Archigenes
Archigenes
(b. Apameia, Syria, ca. a.d. 54; fl. Rome, 98–117)
medicine.
Archigenes was the son of Philippos and pupil of Agathinos; he practiced medicine in Rome during the reign of Trajan and achieved sufficient popularity to be mentioned by the poet Juvenal (VI, 236; XIII, 98; XIV, 252).
Nearly all of his many and varied writings have been lost, and their contents can be reconstructed only approximately from the fragments preserved in Galen and later medical writers. According to Galen, Archigenes belonged to the eclectic school; the surviving fragments indicate, however, that he was influenced considerably by the doctrines of the pneumatic school. His main contributions were in pathology, surgery, and therapeutics.

▸ **Segmentation mask data**
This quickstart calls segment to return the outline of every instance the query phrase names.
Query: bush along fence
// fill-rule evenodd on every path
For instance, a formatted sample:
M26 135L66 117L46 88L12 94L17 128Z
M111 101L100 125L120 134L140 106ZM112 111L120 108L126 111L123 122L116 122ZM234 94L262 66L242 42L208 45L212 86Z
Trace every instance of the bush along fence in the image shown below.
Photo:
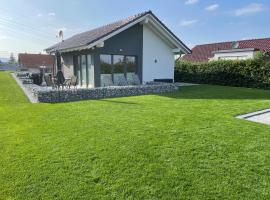
M265 59L177 61L175 81L270 89L270 62Z

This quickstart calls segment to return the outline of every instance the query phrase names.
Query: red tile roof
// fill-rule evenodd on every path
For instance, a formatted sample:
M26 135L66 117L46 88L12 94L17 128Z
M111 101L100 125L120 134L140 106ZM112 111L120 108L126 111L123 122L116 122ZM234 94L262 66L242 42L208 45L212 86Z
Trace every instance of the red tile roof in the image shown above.
M197 45L192 49L191 54L184 55L181 60L192 62L208 62L209 58L214 57L213 51L232 49L233 42L221 42L213 44ZM241 40L238 41L239 49L254 48L270 52L270 38Z
M40 66L46 66L47 68L53 68L55 60L52 55L20 53L18 62L21 67L39 68Z

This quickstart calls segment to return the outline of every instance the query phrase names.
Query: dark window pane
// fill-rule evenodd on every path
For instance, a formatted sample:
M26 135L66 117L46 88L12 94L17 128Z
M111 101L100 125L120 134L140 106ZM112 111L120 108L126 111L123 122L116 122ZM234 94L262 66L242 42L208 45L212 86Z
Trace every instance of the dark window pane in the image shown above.
M111 55L100 55L100 68L101 74L112 73Z
M115 74L124 74L125 73L125 63L124 56L113 56L113 64L114 64L114 73Z
M81 69L82 69L82 84L86 85L87 84L87 80L86 80L86 56L85 55L81 55Z
M127 72L133 72L133 73L137 72L135 56L127 56L126 63L127 63Z

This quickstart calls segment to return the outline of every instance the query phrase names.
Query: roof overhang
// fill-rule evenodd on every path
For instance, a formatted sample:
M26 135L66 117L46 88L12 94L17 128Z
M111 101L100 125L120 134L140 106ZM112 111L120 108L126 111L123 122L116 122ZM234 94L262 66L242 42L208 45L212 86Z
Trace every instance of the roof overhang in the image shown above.
M235 52L247 52L247 51L256 51L255 48L245 48L245 49L226 49L226 50L219 50L219 51L213 51L213 54L218 53L235 53Z
M174 46L172 49L173 53L184 53L188 54L191 53L191 50L181 41L179 40L155 15L152 13L148 13L135 21L126 24L125 26L113 31L112 33L105 35L104 37L91 42L87 45L82 45L74 48L68 48L68 49L60 49L59 51L61 53L66 53L66 52L72 52L72 51L81 51L81 50L86 50L86 49L91 49L100 46L100 44L104 44L104 41L108 40L109 38L123 32L124 30L127 30L128 28L134 26L135 24L138 23L143 23L147 24L150 27L155 30L163 39L165 39L167 42L171 43L171 45ZM61 46L61 43L59 44ZM47 53L55 53L55 49L50 50L46 49Z

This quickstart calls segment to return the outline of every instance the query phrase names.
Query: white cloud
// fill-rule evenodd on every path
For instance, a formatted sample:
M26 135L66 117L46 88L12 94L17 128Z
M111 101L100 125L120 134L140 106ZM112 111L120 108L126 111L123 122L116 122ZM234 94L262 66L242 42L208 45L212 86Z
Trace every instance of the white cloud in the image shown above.
M205 10L211 12L211 11L217 10L218 8L219 8L219 5L218 5L218 4L212 4L212 5L207 6L207 7L205 8Z
M0 40L7 40L7 39L9 39L8 36L6 36L6 35L0 35Z
M239 16L246 16L246 15L252 15L255 13L262 12L264 10L263 4L259 3L252 3L249 4L243 8L239 8L234 11L234 15L239 17Z
M57 29L55 29L55 31L57 32L57 33L59 33L59 31L63 31L63 32L65 32L65 31L67 31L68 29L66 28L66 27L62 27L62 28L57 28Z
M180 26L192 26L192 25L196 24L197 22L198 22L197 19L192 19L192 20L185 20L185 19L183 19L180 22Z
M50 13L48 13L48 16L54 17L55 16L55 13L54 12L50 12Z
M196 4L196 3L198 3L199 2L199 0L187 0L186 2L185 2L185 4L186 5L192 5L192 4Z

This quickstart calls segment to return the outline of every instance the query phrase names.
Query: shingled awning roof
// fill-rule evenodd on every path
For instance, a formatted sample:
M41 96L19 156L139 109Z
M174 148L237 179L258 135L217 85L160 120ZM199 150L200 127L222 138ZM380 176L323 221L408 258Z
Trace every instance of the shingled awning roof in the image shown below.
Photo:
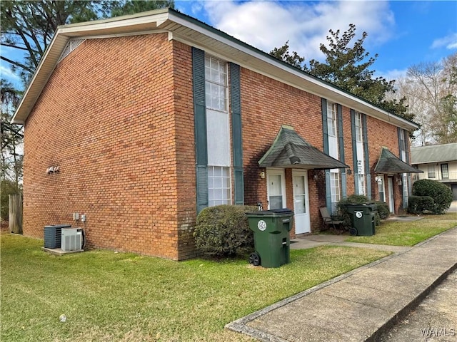
M381 156L378 160L375 173L393 175L396 173L421 173L423 171L413 167L400 160L393 153L388 150L387 147L383 147L381 151Z
M293 128L283 125L273 145L259 160L261 167L298 169L349 168L327 155L297 134Z

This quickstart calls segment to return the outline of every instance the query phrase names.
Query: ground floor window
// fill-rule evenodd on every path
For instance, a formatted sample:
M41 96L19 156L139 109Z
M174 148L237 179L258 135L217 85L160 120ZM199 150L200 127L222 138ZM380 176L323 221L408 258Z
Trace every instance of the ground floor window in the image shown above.
M230 167L208 167L208 200L209 207L231 202Z
M357 173L354 175L354 177L357 180L358 195L366 195L366 191L365 190L365 175L363 173Z
M381 202L386 202L386 195L384 194L384 177L381 176L376 177L376 182L378 183L378 195Z
M441 164L441 179L449 179L449 169L447 164Z
M337 210L338 202L341 200L340 191L340 172L336 170L330 172L330 189L331 193L331 212L335 213Z
M267 192L268 209L286 207L286 183L283 170L267 170Z

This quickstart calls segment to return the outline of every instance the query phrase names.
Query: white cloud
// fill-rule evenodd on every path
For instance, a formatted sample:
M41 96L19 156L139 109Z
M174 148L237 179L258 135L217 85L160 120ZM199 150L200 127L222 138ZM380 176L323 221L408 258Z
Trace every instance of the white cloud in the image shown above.
M435 39L431 44L432 48L446 47L448 50L457 48L457 32L449 34L446 37Z
M391 37L394 24L386 1L211 1L200 4L211 25L266 52L288 40L291 51L296 51L306 61L323 59L319 45L326 43L331 28L343 33L349 24L355 24L358 36L366 31L366 43L376 45Z
M398 81L401 78L405 78L406 77L407 71L408 71L408 69L403 69L403 70L393 69L393 70L389 70L385 73L376 73L376 76L383 76L387 81L391 81L391 80ZM379 74L378 75L378 73Z

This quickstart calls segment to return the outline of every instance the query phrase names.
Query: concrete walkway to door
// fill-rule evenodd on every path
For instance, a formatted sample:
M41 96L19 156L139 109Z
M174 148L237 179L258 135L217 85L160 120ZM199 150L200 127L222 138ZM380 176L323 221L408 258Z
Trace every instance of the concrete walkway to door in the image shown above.
M416 221L423 218L423 217L408 216L406 217L393 217L388 219L389 221L406 222ZM346 242L344 240L346 237L348 237L348 235L331 235L326 234L302 235L296 239L291 239L291 249L306 249L318 246L333 244L336 246L348 246L351 247L371 248L381 251L391 251L395 253L398 253L406 252L411 248L410 247L404 246L388 246L384 244Z
M408 248L226 327L264 341L377 341L456 269L457 228Z

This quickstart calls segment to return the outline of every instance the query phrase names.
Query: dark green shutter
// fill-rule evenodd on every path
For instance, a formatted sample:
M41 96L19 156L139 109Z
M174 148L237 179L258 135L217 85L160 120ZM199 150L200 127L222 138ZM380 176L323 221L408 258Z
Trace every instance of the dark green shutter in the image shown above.
M323 136L323 152L328 154L328 127L327 126L327 100L322 98L322 133Z
M341 105L336 105L336 113L338 114L338 147L340 152L340 161L344 162L344 137L343 135L343 108ZM341 169L341 197L347 197L346 169Z
M327 123L327 100L322 98L322 135L323 137L323 152L328 154L328 125ZM330 170L326 170L326 206L331 211L331 182Z
M205 102L205 53L192 48L197 213L208 207L208 145Z
M403 146L401 143L401 128L399 127L397 128L397 134L398 135L398 155L400 159L401 159L401 151L403 150Z
M357 138L356 137L356 111L351 110L351 134L352 138L352 159L353 160L353 175L354 175L354 194L358 195L358 184L357 184Z
M409 164L409 153L408 153L408 150L409 149L407 148L408 147L408 142L406 140L406 138L408 138L408 136L406 135L406 131L403 130L402 128L400 128L399 127L397 128L397 132L398 133L398 150L400 151L400 154L399 154L399 157L401 160L403 160L403 159L401 158L401 155L402 155L402 152L405 151L405 155L406 155L406 160L403 160L403 162ZM403 140L401 140L401 138L403 138ZM403 181L403 174L398 174L399 177L401 177L401 181ZM411 175L407 175L407 178L408 178L408 191L410 192L412 192L412 184L411 182ZM403 209L406 209L408 207L408 193L405 193L404 190L404 187L401 187L401 195L402 195L402 197L403 197Z
M362 115L362 135L363 135L363 157L365 158L365 176L366 180L366 196L371 200L371 174L370 173L370 160L368 153L368 135L366 128L366 115Z
M403 133L405 135L405 150L406 152L406 160L405 160L404 162L407 164L409 164L411 162L411 160L409 160L409 134L408 133L407 130L403 130ZM413 180L411 179L411 173L408 173L406 175L406 177L408 178L408 196L409 196L413 193ZM408 205L406 205L406 207L407 207Z
M233 154L233 184L235 204L244 204L244 176L243 175L243 144L241 138L241 93L240 66L230 63L230 103L231 107L232 148Z

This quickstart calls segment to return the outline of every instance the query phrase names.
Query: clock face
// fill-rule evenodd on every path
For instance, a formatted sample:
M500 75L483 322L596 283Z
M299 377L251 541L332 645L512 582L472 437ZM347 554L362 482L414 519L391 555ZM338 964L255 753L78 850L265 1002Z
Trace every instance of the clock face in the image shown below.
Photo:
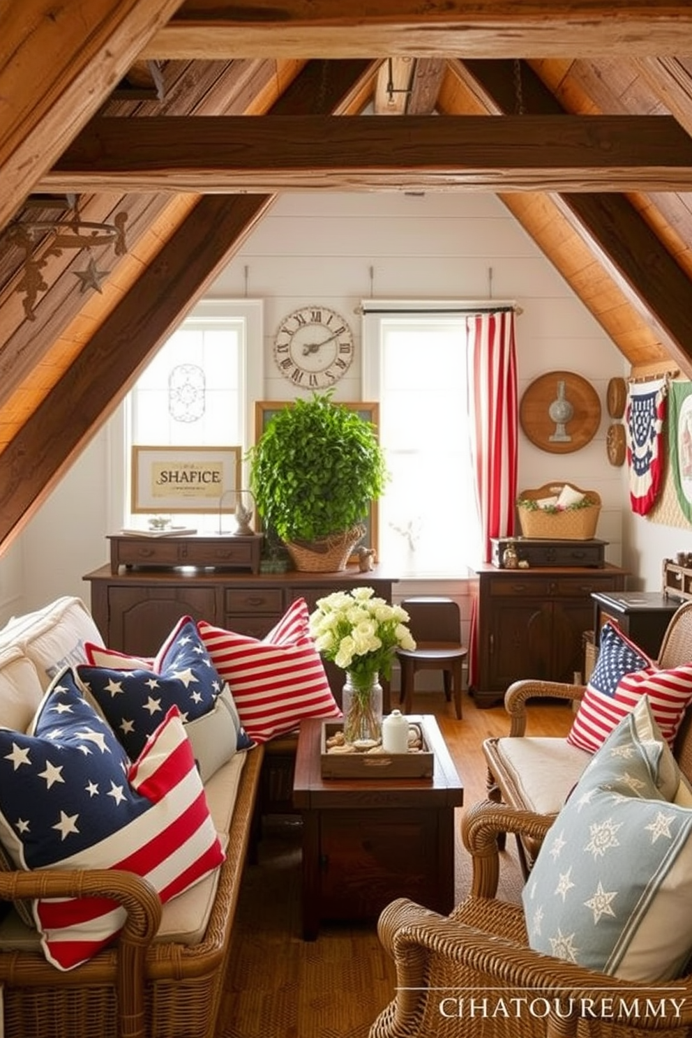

▸ **EXERCISE AIM**
In the text about Archigenes, who was his teacher?

▸ **TASK RESULT**
Agathinos